▶ [RECORDS TO PROCESS]:
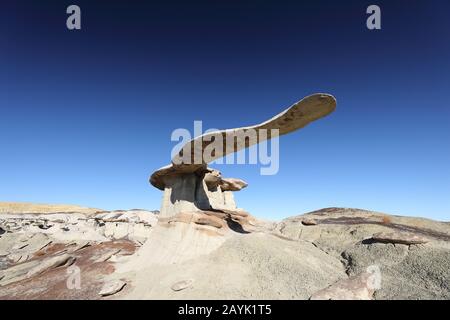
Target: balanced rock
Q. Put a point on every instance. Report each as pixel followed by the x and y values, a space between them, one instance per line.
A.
pixel 189 184
pixel 181 285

▶ [EXERCISE AIM]:
Reproduce the material above word for word, leaving out the pictures.

▶ [PROBLEM SOLUTION]:
Target: balanced rock
Q. Put a point on every instance. Report each as pixel followed by the x and y values, a space between them, one instance per line.
A.
pixel 189 184
pixel 181 285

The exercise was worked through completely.